USB eToken

August 23, 2010 Leave a comment

As I mentioned, I was checking for USB eToken implementation details as I was helping a friend to think through his token testing process. My friend was looking to utilize his existing eTokens and I was happy to play with this cool technology with him.

So what is it?
USB eToken is a feature that supports the eToken Pro key by SafeNet Inc. (previously owned by Aladdin Knowledge Systems).

This feature provides primary secure means to store and deploy information separate from the router chassis, usually a bootstrap configuration or VPN credentials. This feature enables secure and portable loading of router credentials and configuration data supported by low-touch and enterprise level provisioning systems.

Using USB eToken you can also store passwords, IOS images and IPSec VPN credentials. This is called ‘Removable Credentials’ in the Cisco language.

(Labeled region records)

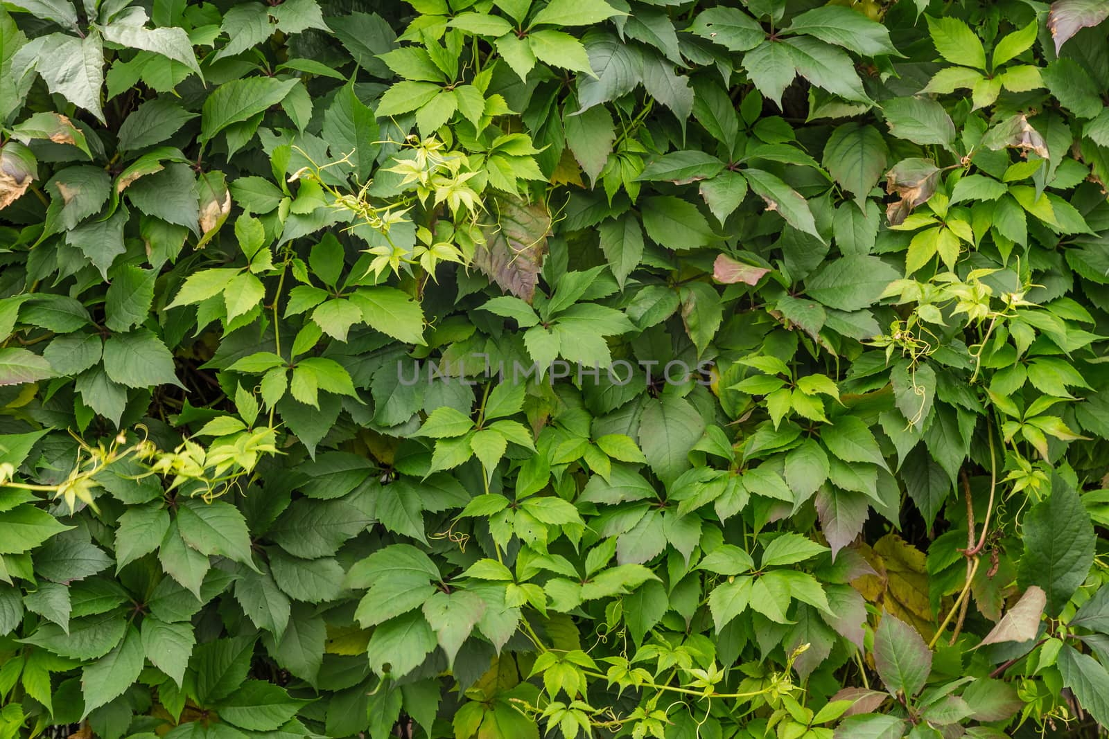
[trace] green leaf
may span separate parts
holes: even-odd
[[[358,182],[369,177],[380,132],[374,111],[358,99],[353,84],[335,93],[335,101],[324,113],[323,136],[332,156],[350,156]]]
[[[928,33],[940,57],[953,64],[986,69],[986,52],[969,25],[952,16],[924,18],[928,21]]]
[[[0,511],[0,526],[4,532],[0,540],[0,554],[27,552],[51,536],[73,528],[33,505],[17,505],[10,511]]]
[[[396,679],[419,667],[437,645],[435,632],[424,616],[410,613],[375,628],[366,653],[370,669]]]
[[[854,415],[841,415],[834,424],[821,427],[821,441],[844,462],[871,462],[886,466],[874,434]]]
[[[801,76],[845,100],[871,102],[846,52],[807,37],[794,37],[782,43]]]
[[[592,25],[621,14],[604,0],[551,0],[531,17],[531,25]]]
[[[264,565],[261,572],[240,572],[235,581],[235,599],[256,627],[277,638],[285,633],[291,605]]]
[[[289,554],[312,560],[334,555],[343,542],[370,523],[367,515],[346,501],[302,499],[277,519],[268,536]]]
[[[690,465],[689,453],[704,433],[704,419],[684,398],[665,393],[643,409],[639,445],[651,470],[674,481]]]
[[[823,6],[803,12],[785,31],[804,33],[863,57],[901,55],[891,43],[886,27],[844,6]]]
[[[191,499],[177,506],[181,537],[201,554],[216,554],[254,567],[246,520],[231,503]]]
[[[827,552],[828,547],[802,536],[786,532],[766,545],[762,556],[762,568],[804,562]]]
[[[251,669],[255,640],[254,636],[237,636],[196,646],[189,667],[196,674],[194,696],[200,705],[214,704],[243,685]]]
[[[140,177],[126,188],[128,199],[146,215],[184,226],[196,232],[200,223],[200,202],[196,196],[196,177],[187,164],[159,165],[157,172]],[[120,175],[119,189],[128,173]]]
[[[167,624],[154,616],[142,620],[142,649],[150,663],[173,678],[180,687],[196,636],[191,624]]]
[[[1038,31],[1039,23],[1032,21],[1019,31],[1014,31],[998,41],[997,45],[994,47],[994,69],[996,70],[1010,59],[1015,59],[1031,49]]]
[[[486,603],[466,591],[436,593],[424,603],[424,617],[431,626],[452,669],[455,656],[485,613]]]
[[[274,550],[269,552],[269,567],[277,587],[296,601],[335,601],[343,592],[346,573],[330,557],[302,560]]]
[[[691,31],[729,51],[751,51],[766,39],[766,31],[739,8],[710,8],[698,14]]]
[[[1070,645],[1059,651],[1058,665],[1062,685],[1075,692],[1098,723],[1109,726],[1109,671],[1105,666]]]
[[[54,377],[57,372],[39,355],[27,349],[0,349],[0,386],[38,382]]]
[[[712,623],[718,633],[747,609],[751,603],[752,583],[750,577],[729,579],[709,594],[709,610],[712,613]]]
[[[600,109],[590,109],[590,111]],[[588,115],[587,111],[581,117]],[[643,230],[639,219],[624,214],[615,219],[603,222],[600,227],[601,250],[609,263],[612,276],[623,288],[628,276],[639,266],[643,258]]]
[[[785,481],[800,499],[815,493],[828,476],[828,456],[812,439],[785,455]]]
[[[227,37],[227,43],[215,53],[214,61],[257,47],[273,35],[274,28],[269,24],[265,6],[260,2],[240,2],[223,14],[220,32]]]
[[[894,97],[882,103],[889,133],[915,144],[950,147],[955,124],[944,106],[928,97]]]
[[[862,18],[859,13],[838,6],[817,8],[817,10],[833,9],[845,10],[852,16]],[[815,11],[804,16],[812,12]],[[824,146],[824,167],[836,182],[855,196],[858,206],[864,207],[866,196],[871,194],[886,170],[887,153],[886,143],[877,129],[845,123],[832,132]]]
[[[695,205],[672,195],[647,198],[642,214],[647,235],[657,244],[676,252],[708,246],[716,238]]]
[[[732,576],[751,572],[755,563],[750,554],[734,544],[721,544],[704,555],[696,568]]]
[[[932,651],[915,628],[885,613],[874,633],[874,666],[889,692],[910,698],[928,679]]]
[[[146,320],[154,301],[156,278],[153,269],[133,265],[121,265],[115,269],[108,288],[104,325],[113,331],[126,331]]]
[[[767,211],[776,211],[782,214],[787,224],[797,230],[812,234],[822,242],[824,240],[820,232],[816,230],[808,203],[795,189],[762,170],[749,167],[743,171],[743,176],[751,185],[751,189],[766,202]]]
[[[134,626],[110,653],[81,670],[84,710],[91,711],[123,695],[139,679],[144,661],[142,640]]]
[[[848,716],[835,730],[835,739],[896,739],[905,736],[905,719],[863,714]]]
[[[262,636],[266,650],[277,664],[309,684],[315,684],[323,665],[326,638],[324,619],[315,614],[313,606],[303,603],[293,604],[288,626],[279,640],[268,632]]]
[[[851,255],[825,261],[805,280],[805,292],[830,308],[861,310],[901,275],[878,257]]]
[[[532,31],[528,34],[528,45],[531,48],[531,53],[541,62],[592,74],[586,48],[569,33],[550,29]]]
[[[582,42],[589,54],[589,68],[596,76],[578,79],[579,114],[634,90],[643,71],[643,55],[639,48],[624,43],[614,33],[593,31],[587,33]],[[500,42],[498,50],[503,53]]]
[[[370,328],[405,343],[424,345],[424,311],[408,294],[395,287],[364,287],[350,301]]]
[[[834,561],[836,554],[863,531],[869,515],[869,502],[865,493],[835,487],[822,487],[814,502]]]
[[[170,527],[165,531],[157,556],[165,574],[200,599],[201,584],[210,568],[208,558],[207,555],[185,544],[176,521],[170,523]]]
[[[241,123],[285,99],[297,80],[248,76],[225,82],[204,101],[201,112],[201,142],[234,123]]]
[[[113,21],[102,27],[104,39],[121,47],[131,49],[142,49],[155,54],[161,54],[166,59],[181,62],[197,75],[201,73],[200,64],[196,63],[196,55],[193,54],[193,44],[189,40],[185,29],[177,27],[147,29],[141,23],[131,22],[134,16],[126,17],[125,20]]]
[[[39,53],[34,69],[50,92],[83,107],[104,123],[104,113],[100,107],[100,92],[104,85],[104,48],[100,34],[89,33],[79,39],[51,33],[43,37]]]
[[[308,700],[293,698],[273,682],[247,680],[216,706],[220,718],[250,731],[274,731],[296,716]]]
[[[1086,579],[1093,562],[1096,537],[1082,501],[1058,475],[1051,495],[1031,506],[1021,525],[1025,553],[1018,579],[1047,594],[1047,615],[1058,616]]]
[[[23,596],[23,605],[31,613],[37,613],[47,620],[61,626],[62,630],[69,630],[72,604],[70,602],[70,589],[65,585],[39,583],[37,591]]]
[[[505,35],[512,30],[512,24],[500,16],[488,13],[459,13],[447,22],[449,28],[458,28],[478,35]]]
[[[671,152],[649,162],[638,179],[669,181],[675,185],[688,185],[691,182],[714,177],[723,168],[723,162],[705,152]]]
[[[173,356],[154,333],[138,329],[114,333],[104,341],[104,371],[115,382],[129,388],[175,384]]]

### SHORT TASK A
Print the records from their first line through the line that contains "[[[592,25],[621,14],[604,0],[551,0],[531,17],[531,25]]]", including both ends, and omit the pictures.
### SHORT TASK B
Proceed with the text on USB eToken, picking up right after its final sentence.
The USB eToken text and the records are two unrelated pieces of material.

### EXPECTED OUTPUT A
[trace] green leaf
may span separate parts
holes: even-odd
[[[358,182],[369,177],[380,132],[374,111],[358,99],[353,84],[335,93],[335,101],[324,113],[323,136],[332,156],[350,156]]]
[[[928,33],[940,57],[953,64],[986,69],[986,52],[969,25],[952,16],[924,18],[928,21]]]
[[[0,511],[0,526],[4,532],[0,540],[0,554],[27,552],[51,536],[73,528],[33,505],[17,505],[10,511]]]
[[[396,679],[419,667],[437,645],[435,632],[424,616],[410,613],[375,628],[366,653],[370,669]]]
[[[854,415],[841,415],[834,424],[821,427],[821,441],[844,462],[871,462],[886,466],[874,434]]]
[[[801,76],[845,100],[871,102],[846,52],[807,37],[794,37],[782,43]]]
[[[592,25],[621,14],[604,0],[551,0],[531,17],[531,25]]]

### EXPECTED OUTPUT B
Starting IOS 12.3(14)T Cisco support a USB Flash Module,  hardware device sold by Cisco that expand the router capabilities on the 2800 series that I was looking at. The USB module come in 64, 128 or 256MB USB 2.0 versions, the eToken is also USB 2.0 device. USB Flash module can be used with any Cisco IOS feature set, IP Base and above.

I’ll show some basic commands, use this white paper for more details:

router(config)#crypto pki token default user-pin 0 1234567890

That would be an auto login command using the default PIN.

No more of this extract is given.